So, I’m sympathetic, really I am. What is it? A 32% hike? That’s huge, it really is. And, I fully realize how inaccessible college already is for so many people, particularly youth of color (as in, all my kids). Only a little under 50% of my Latino and African American boys will even graduate from high school here in lovely California.

I’ve been watching some of the footage today from the protests at Berkeley and feeling nostalgic for sit ins, and at the same time acutely aware of how cheap higher education is here in California, at least compared to my state education. I worked for a year before college, because my parents didn’t want me to go and I had no idea how to (or money to finance the endeavor). Then I went to a shitty community college for two years, and transfered to the state university in Chicago because I didn’t think I could go anywhere else (though now I think that I could have). Hindsight and all that. Regardless, it turned out well. I can see God’s hand in it for sure, and a lot of blessings came out of the entire experience. I think that having to forge my own way through college, financially and otherwise changed me deeply (in a good way). I feel like perhaps students here are a little out of touch though, even my community college was over TRIPLE what it is here. My state university tuition was (I believe) around 15k a year. That’s 5k more than what UC will be AFTER the tuition increase.

I mean, I agree, higher education should be free or at the least vastly more accessible than it is now. Just sayin’ though…you know.

God only knows I’ve been to my share of protests in college. Actually, my first protest was right after the war started (I think) and I marched ELEVEN MILES with a Quaker peace organization, through the campus of Wheaton College, all the while carrying one half of a huge banner through high winds. I couldn’t raise my right arm past my shoulder for a week it hurt so bad after that. That protest was also when I heard Kathy Kelly speak and fell in love with her, and with social justice Christianity.

Owch, my arm!


Kathy Kelly...


I was looking for the photos from that march and started laughing because the amount of protest pictures in my iPhoto library is a little out of hand. Three years of May 1st pro-immigration marches, anti-war stuff I organized, an event against anti-gay folks that involved a late night trip to GayMart for rainbow stickers (and was the first time campus security was called on me, yikes), various other queermo marches, tons of anti-war marches and protests and sit ins, Take Back the Night marches and vigils, and the list goes on. By the time my last Chicago protest rolled around I was feeling kind of burnt out on activism, and particularly burnt out on planning it due to a nasty little activist spat during a training event I was organizing. I remember walking downtown and seeing all these 18 year old running around with their keffiyehs and face masks and wondering what exactly they knew about Palestine…

Marching under the el tracks.

> Supplied entries

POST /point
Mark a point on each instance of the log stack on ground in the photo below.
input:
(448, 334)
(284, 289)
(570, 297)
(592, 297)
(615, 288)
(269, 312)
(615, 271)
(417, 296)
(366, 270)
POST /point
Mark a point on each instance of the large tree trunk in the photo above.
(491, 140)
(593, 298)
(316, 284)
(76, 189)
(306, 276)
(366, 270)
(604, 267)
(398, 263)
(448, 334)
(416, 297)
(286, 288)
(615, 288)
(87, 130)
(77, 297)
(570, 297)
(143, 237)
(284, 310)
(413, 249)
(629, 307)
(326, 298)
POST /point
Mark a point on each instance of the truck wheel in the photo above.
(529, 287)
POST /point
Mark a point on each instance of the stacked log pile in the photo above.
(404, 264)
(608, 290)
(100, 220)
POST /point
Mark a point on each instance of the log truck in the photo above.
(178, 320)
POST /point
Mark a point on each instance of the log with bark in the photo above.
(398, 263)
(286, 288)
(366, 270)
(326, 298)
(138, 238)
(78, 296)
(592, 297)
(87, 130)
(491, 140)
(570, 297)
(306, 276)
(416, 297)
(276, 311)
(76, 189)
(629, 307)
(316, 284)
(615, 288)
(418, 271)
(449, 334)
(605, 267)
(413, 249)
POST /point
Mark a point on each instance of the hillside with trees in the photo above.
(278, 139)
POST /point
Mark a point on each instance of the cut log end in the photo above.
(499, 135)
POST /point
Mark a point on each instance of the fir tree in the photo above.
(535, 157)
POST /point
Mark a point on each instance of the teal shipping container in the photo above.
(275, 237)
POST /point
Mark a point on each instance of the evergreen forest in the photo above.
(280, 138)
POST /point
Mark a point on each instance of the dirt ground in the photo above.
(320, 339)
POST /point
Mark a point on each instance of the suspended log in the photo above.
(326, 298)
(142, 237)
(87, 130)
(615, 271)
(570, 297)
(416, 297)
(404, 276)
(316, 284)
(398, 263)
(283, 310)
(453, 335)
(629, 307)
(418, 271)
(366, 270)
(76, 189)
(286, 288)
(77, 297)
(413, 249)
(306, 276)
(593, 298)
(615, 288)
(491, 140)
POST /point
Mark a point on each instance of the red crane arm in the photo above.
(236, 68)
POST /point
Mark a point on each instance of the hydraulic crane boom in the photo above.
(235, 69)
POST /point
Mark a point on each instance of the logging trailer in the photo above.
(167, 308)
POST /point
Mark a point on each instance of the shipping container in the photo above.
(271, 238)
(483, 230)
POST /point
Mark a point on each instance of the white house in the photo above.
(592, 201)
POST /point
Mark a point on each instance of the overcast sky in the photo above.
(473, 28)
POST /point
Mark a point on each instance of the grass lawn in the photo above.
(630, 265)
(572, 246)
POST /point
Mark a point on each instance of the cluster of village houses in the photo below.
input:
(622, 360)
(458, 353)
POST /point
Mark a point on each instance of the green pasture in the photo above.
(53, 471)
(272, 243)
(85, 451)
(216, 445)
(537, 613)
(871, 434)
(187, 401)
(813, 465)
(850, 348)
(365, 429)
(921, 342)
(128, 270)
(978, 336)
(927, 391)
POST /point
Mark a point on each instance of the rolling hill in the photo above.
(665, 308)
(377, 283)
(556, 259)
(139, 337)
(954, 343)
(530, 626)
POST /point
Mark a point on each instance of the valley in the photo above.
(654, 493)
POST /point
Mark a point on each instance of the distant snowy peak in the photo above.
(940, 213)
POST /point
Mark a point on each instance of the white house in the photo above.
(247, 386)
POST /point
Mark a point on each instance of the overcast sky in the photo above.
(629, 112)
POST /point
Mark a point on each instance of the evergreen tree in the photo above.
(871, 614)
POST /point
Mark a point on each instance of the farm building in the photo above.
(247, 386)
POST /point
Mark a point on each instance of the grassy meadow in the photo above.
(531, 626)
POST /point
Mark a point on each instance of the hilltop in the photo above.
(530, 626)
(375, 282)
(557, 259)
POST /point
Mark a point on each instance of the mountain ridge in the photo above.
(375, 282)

> Aim of the task
Extend the blog post about tuition hikes and protest marches with a few more paragraphs in the same personal voice, starting after its final line.

> Answer below
Another May 1st march.


I want to take my kids to protests.



Anti war a couple years later...with Honna I think.


Even I felt slightly melodramatic when the bags came out. Thus I opted for literature organization.


Last Chicago protest. By this time I'd found the real rabble rousers, the reverends...best marching buddies evah.

Now the only protests I’ve been to in the past few years are Prop 8 ones, and those even felt really hollow to me. Maybe my job has really made me pissy with activists too. I think that, though I love and deeply admire activists, there is a huge under-informed and lazy portion of them. When I was walking through the Castro, down Market and through so much wealth, I can’t help but wonder when the last time some of these wealthy white gay men gave money (or even more so, time) to any organization other than the HRC (sell outs) or something…I wish some of them would come to school with me. Plus, the work for gay marriage that needed to be done in San Francisco was sure as hell not found walking down Market. At my most hopeless I felt like it was a huge (and ultimately futile) exercise in progressives mutual masturbation. I kind of feel like this a lot in San Francisco sometimes. But then, I love it just as much as the next Mission resident.

Ahh...my parents got married here! I'm sure they never imagined that their daughter, who was slightly more than a twinkle in their eye upon their wedding day, would one day be standing outside this building...


I’m not sure if this is all coming out of just activism burn out, or if it’s something deeper, because I know that I still love it all…I guess I’m just not as emotionally convinced that we’re going to prevail one day.

First pride...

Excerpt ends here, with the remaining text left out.